Selected passage:
[Start of section]

First, it was commercial real estate: at 30%, the city has the highest office vacancy rate in the US
and amid an existential crisis for the city’s tech-focused tenants, finds that it can’t even sell office skyscrapers at a firesale price of 80% off the purchase price, and even in the best case, a 71% discount is as good as it gets (it got worse as we detailed in “There’s Poop Everywhere”: San Francisco’s Office District Not Only A Ghost Town, It’s Also Covered In Sh*t).
Of course, it’s not just commercial real estate: residential is just as bad, with home prices in San Fran now tumbling double digits y/y, and just that other liberal disaster, Seattle, seeing home prices plunge faster.
But while we expect the implosion in residential housing prices to accelerate, it’s really CRE where the ticking neutron bomb is to be found, and according to the latest horror story out of San Fran’s commercial real estate market, the owner of two of San Francisco’s biggest hotels — Hilton San Francisco Union Square and Parc 55 — has stopped mortgage payments and plans to give up the two properties.
As the SF Chronicle reports, Park Hotels & Resorts said Monday that it stopped making payments on a $725 million loan due in November, handing over the keys to the property to the creditors and expects the “ultimate removal of these hotels” from its portfolio. The company said it would “work in good faith with the loan’s servicers to determine the most effective path forward.”

[End of section]

What the task asks:
Can you copy word for word everything in the San Francisco real estate piece from "First, it was" down to "prices plunge faster."?

Dataset entries:
[Start of section]

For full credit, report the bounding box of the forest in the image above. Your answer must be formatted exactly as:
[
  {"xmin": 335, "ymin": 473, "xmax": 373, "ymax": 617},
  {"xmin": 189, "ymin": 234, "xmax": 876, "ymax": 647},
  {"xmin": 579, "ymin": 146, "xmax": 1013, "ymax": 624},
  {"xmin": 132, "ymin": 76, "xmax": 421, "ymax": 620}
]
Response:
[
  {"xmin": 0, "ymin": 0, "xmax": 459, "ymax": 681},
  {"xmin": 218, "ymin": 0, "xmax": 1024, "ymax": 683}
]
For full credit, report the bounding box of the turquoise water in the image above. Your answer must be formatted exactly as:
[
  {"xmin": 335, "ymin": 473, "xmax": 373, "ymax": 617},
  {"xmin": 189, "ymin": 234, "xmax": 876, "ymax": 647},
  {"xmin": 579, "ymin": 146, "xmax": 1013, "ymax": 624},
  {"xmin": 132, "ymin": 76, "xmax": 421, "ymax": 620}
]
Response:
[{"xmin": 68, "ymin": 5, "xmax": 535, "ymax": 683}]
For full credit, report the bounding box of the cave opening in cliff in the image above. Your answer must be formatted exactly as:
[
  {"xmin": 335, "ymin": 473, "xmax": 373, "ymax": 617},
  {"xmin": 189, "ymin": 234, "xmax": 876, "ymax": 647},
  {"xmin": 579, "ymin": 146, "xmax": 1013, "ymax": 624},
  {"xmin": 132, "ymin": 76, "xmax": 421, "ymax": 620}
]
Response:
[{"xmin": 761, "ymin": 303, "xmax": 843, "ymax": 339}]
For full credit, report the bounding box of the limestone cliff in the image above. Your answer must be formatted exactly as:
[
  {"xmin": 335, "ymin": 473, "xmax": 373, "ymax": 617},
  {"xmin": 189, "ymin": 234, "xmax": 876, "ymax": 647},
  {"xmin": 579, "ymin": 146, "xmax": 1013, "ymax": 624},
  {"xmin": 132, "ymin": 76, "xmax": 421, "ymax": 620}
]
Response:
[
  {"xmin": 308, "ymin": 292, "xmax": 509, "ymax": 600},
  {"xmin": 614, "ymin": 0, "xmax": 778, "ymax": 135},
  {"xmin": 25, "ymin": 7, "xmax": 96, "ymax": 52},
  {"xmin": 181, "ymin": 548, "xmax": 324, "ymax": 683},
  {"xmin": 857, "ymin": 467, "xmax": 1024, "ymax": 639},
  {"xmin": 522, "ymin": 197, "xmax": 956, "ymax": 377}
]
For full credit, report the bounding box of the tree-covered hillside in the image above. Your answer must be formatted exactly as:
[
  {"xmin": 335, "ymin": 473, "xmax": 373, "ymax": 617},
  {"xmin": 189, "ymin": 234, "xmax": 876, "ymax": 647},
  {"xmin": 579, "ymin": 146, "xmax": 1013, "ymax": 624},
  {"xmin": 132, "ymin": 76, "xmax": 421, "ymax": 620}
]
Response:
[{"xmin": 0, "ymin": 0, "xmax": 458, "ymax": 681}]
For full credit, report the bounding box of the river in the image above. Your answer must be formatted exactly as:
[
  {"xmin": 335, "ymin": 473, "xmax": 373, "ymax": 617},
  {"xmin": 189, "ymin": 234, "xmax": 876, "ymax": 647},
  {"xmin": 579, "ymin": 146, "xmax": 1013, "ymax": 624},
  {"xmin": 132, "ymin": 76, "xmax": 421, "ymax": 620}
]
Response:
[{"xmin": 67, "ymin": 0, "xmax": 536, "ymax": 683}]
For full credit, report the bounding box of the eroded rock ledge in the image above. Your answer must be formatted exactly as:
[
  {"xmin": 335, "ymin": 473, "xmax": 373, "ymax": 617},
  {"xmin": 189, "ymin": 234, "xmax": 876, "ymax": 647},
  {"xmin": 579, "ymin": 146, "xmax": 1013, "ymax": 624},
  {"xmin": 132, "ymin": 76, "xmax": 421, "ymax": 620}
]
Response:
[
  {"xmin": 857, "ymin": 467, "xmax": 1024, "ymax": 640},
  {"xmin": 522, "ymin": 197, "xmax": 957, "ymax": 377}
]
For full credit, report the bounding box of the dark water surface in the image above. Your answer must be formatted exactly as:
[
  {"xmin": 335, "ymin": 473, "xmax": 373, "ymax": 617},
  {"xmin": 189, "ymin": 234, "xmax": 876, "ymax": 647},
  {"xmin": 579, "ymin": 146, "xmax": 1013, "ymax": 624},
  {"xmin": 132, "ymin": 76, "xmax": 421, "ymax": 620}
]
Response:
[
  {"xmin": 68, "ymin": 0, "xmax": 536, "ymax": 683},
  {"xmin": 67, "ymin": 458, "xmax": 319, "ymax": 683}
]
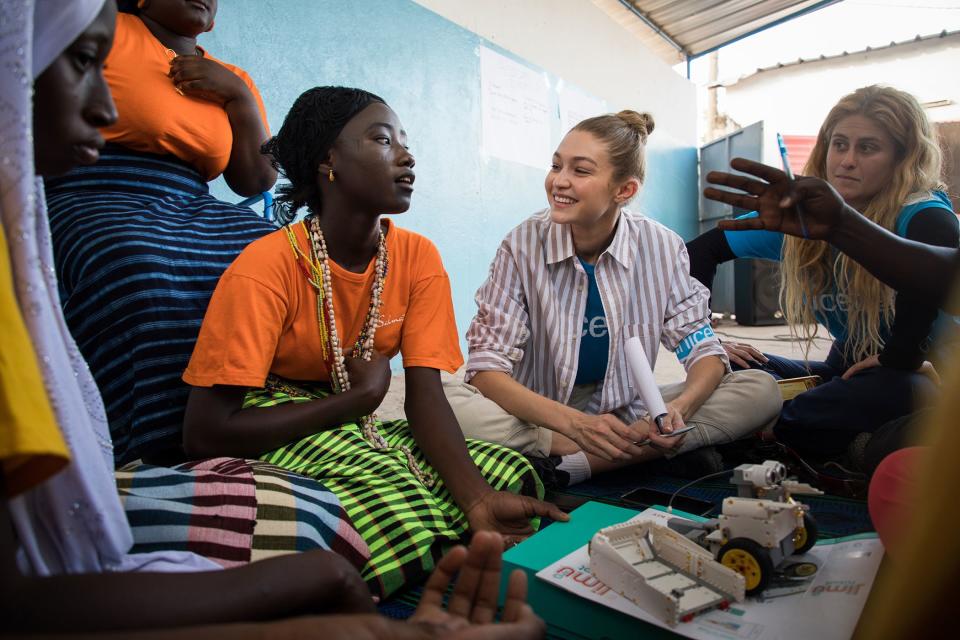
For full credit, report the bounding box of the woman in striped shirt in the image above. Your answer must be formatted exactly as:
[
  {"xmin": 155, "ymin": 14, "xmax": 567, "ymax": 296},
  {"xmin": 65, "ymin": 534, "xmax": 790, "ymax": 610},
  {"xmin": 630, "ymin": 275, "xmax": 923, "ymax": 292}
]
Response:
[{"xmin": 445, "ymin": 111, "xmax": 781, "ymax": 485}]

[End of section]

Response to the exercise:
First, it was commercial real estate: at 30%, the city has the highest office vacancy rate in the US
and amid an existential crisis for the city’s tech-focused tenants, finds that it can’t even sell office skyscrapers at a firesale price of 80% off the purchase price, and even in the best case, a 71% discount is as good as it gets (it got worse as we detailed in “There’s Poop Everywhere”: San Francisco’s Office District Not Only A Ghost Town, It’s Also Covered In Sh*t).
Of course, it’s not just commercial real estate: residential is just as bad, with home prices in San Fran now tumbling double digits y/y, and just that other liberal disaster, Seattle, seeing home prices plunge faster.